> **Trecho do documento**:

Ao mesmo tempo que a Segunda Guerra não deveria ser entendida como uma guerra de libertação de judeus, estes não eram mais confiáveis. Passavam a ser percebidos, conta o historiador Timothy Snyder em seu livro "Terras de Sangue", como "cosmopolitas desarraigados", por, forasteiros mesmo nascidos no país, não terem apego sincero à cultura russa, e portanto, suscetíveis à influência do capitalismo norte-americano, ou "sionistas", o que denotava preferir os valores de outro Estado nacional (Israel), o qual, para piorar, já nascera sob a dependência do apoio de Washington. Com a eclosão da Guerra da Coreia, em 1952, tropas norte-americanas encontravam-se perto das fronteiras orientais soviéticas. Pela retórica stalinista, apesar da aparente contradição, a correlação entre cosmopolitismo e nacionalismo ganhava sentido.

> **Dados brutos**:
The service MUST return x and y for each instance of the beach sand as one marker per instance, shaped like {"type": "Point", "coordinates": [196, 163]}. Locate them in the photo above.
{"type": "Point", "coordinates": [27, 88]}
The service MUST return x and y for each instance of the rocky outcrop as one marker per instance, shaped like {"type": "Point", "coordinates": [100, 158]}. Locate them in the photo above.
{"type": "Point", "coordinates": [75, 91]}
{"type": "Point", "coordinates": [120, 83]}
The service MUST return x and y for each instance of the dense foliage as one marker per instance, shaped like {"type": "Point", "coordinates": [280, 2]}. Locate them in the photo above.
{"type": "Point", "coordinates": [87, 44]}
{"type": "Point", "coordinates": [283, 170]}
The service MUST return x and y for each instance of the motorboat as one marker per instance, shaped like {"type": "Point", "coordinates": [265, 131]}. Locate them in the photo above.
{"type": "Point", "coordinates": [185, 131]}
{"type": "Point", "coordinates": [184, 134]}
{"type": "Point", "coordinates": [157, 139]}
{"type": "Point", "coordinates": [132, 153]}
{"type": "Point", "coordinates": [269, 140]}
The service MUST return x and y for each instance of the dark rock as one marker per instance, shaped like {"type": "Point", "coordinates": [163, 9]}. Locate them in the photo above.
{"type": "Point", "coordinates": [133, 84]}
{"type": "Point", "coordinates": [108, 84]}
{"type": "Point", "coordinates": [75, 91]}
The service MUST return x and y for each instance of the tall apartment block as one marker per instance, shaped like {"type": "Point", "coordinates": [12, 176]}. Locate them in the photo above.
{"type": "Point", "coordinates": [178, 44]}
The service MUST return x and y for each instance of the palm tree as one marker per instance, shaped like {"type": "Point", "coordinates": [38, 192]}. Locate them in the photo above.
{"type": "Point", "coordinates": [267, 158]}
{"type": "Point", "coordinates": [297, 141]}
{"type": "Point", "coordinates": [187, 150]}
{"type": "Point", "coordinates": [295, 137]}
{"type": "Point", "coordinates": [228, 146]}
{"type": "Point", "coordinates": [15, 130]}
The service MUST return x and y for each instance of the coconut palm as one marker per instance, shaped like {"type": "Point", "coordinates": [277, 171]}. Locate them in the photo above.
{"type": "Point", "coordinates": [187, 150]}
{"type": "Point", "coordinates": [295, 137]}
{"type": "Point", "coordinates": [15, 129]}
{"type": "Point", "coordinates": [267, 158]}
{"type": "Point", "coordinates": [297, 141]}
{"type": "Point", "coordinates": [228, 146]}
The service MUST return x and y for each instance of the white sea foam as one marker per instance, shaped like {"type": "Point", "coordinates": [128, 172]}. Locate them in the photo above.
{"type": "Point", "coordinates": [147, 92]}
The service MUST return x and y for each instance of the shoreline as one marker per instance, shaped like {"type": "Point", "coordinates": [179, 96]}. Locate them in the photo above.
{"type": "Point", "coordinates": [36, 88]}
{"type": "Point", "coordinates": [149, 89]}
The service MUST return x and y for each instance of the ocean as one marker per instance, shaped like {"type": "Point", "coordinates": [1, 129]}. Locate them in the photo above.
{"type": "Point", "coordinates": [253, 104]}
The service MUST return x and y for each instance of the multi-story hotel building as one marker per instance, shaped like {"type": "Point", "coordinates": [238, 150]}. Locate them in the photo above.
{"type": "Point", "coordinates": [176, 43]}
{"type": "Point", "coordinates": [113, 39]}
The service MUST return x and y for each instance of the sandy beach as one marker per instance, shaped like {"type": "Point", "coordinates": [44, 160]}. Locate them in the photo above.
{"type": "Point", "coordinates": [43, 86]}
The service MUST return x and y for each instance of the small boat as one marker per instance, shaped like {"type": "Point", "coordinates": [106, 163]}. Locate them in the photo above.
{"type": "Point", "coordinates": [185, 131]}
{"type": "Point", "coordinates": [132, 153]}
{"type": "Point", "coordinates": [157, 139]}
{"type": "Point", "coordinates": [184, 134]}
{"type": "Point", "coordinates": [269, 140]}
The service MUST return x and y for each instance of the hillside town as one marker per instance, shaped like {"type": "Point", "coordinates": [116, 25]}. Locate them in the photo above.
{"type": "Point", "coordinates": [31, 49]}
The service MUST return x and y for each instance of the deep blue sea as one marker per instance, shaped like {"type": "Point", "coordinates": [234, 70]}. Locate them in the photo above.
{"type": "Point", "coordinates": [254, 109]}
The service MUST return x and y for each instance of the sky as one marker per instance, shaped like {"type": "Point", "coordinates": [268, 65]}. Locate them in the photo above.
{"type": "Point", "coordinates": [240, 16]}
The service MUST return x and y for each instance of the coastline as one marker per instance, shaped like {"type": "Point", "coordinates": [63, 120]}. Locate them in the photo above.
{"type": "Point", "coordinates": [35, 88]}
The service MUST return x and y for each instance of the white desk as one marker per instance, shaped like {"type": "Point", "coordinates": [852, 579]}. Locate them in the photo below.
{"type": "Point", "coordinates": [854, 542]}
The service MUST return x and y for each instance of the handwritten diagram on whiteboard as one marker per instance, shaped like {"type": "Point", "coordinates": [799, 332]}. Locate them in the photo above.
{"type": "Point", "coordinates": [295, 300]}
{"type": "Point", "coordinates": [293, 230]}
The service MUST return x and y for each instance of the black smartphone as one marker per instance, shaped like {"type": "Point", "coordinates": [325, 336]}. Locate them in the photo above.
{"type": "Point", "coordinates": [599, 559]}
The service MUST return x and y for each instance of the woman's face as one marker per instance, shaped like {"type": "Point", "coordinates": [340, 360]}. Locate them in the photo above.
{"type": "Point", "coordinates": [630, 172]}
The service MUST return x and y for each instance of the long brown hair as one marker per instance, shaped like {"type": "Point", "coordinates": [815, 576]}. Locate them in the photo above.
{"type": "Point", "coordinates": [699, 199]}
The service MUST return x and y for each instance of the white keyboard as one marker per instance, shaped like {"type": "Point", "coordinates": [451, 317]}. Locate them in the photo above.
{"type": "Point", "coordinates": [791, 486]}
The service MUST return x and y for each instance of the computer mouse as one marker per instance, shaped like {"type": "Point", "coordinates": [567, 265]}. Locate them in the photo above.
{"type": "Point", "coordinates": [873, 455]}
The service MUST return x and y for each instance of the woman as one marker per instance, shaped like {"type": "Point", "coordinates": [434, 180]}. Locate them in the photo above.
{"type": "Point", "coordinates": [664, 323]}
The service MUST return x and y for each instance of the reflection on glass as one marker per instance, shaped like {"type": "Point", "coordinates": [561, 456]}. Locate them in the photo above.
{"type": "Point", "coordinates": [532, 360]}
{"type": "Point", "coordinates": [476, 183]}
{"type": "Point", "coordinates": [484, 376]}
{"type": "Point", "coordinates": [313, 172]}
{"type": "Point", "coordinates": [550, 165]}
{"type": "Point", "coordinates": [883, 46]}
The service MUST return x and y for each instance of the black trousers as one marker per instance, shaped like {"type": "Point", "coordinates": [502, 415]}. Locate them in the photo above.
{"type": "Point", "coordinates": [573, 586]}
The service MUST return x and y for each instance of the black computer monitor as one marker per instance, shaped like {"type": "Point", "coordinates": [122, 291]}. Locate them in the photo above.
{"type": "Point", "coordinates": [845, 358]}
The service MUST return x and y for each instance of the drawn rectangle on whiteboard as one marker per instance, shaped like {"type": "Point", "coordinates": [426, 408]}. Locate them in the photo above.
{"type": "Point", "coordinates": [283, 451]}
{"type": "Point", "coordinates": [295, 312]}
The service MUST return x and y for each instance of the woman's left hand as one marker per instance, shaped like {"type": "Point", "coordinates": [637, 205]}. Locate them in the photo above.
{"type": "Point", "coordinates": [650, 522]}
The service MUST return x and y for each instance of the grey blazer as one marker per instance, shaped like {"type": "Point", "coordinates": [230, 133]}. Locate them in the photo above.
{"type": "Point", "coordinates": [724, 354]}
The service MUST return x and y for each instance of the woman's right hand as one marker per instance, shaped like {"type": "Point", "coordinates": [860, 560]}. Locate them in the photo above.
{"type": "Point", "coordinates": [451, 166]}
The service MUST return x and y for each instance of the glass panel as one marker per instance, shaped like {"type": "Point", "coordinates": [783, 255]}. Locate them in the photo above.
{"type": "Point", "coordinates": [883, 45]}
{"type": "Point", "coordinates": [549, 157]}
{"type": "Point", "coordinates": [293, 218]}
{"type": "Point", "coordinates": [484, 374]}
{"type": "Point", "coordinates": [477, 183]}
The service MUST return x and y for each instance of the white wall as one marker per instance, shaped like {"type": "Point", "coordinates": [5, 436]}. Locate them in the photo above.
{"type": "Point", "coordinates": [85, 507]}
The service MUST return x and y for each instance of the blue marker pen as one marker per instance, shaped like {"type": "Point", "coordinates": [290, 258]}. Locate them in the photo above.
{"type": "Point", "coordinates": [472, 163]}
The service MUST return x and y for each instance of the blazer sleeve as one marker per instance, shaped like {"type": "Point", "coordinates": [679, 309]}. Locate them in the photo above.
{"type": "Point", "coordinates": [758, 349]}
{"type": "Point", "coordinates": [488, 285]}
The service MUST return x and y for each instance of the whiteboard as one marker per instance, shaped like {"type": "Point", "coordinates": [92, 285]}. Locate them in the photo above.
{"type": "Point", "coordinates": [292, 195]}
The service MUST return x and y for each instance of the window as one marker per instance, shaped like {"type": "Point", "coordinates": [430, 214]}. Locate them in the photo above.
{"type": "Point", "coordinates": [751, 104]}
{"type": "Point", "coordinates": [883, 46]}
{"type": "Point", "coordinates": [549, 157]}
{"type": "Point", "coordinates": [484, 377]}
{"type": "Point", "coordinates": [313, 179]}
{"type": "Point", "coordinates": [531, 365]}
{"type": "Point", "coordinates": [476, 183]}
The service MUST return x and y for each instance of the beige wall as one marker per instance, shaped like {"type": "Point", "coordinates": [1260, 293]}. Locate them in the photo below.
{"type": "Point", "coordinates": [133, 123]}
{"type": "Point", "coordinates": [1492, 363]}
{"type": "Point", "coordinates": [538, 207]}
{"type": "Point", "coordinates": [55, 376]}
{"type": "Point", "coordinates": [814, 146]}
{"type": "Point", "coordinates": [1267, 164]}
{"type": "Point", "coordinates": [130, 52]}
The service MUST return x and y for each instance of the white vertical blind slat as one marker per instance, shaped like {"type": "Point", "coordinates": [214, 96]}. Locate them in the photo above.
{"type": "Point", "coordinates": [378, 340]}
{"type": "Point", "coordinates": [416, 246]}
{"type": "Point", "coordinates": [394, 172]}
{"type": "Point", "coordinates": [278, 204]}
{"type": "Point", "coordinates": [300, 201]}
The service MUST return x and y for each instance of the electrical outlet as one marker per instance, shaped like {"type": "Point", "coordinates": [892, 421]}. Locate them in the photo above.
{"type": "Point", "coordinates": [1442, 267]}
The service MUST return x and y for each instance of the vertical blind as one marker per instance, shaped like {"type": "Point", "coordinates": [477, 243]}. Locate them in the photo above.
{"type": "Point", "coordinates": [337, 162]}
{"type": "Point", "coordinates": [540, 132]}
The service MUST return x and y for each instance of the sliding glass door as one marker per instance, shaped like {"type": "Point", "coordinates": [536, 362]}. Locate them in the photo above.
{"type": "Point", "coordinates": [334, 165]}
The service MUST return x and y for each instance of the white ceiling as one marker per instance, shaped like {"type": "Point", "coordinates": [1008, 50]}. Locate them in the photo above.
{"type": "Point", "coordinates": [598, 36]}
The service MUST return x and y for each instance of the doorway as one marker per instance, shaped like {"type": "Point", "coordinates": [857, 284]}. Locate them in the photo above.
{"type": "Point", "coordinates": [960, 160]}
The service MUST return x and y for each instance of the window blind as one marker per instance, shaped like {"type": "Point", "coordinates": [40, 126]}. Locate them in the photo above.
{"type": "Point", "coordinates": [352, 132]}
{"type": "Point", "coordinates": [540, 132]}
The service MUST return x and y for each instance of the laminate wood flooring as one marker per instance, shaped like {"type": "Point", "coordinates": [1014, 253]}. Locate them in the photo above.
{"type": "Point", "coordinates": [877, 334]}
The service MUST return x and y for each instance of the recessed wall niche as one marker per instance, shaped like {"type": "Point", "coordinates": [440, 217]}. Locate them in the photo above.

> **Exercícios propostos**:
• a. Transcreva literalmente a parte do trecho que vai de "Ao mesmo tempo" até "nacionalismo ganhava sentido.", incluindo essas palavras.
• b. Responda com base no trecho:
(i) Qual historiador é citado e em qual livro dele?
(ii) De qual Estado nacional os "sionistas" supostamente preferiam os valores?
(iii) Segundo o trecho, onde se encontravam as tropas norte-americanas com a eclosão da Guerra da Coreia?
A listagem não tem nenhuma relação com o trecho.

> **Respostas dos exercícios**:
• a.
Ao mesmo tempo que a Segunda Guerra não deveria ser entendida como uma guerra de libertação de judeus, estes não eram mais confiáveis. Passavam a ser percebidos, conta o historiador Timothy Snyder em seu livro "Terras de Sangue", como "cosmopolitas desarraigados", por, forasteiros mesmo nascidos no país, não terem apego sincero à cultura russa, e portanto, suscetíveis à influência do capitalismo norte-americano, ou "sionistas", o que denotava preferir os valores de outro Estado nacional (Israel), o qual, para piorar, já nascera sob a dependência do apoio de Washington. Com a eclosão da Guerra da Coreia, em 1952, tropas norte-americanas encontravam-se perto das fronteiras orientais soviéticas. Pela retórica stalinista, apesar da aparente contradição, a correlação entre cosmopolitismo e nacionalismo ganhava sentido.

• b.
(i) Timothy Snyder, no livro "Terras de Sangue".
(ii) Israel.
(iii) Perto das fronteiras orientais soviéticas.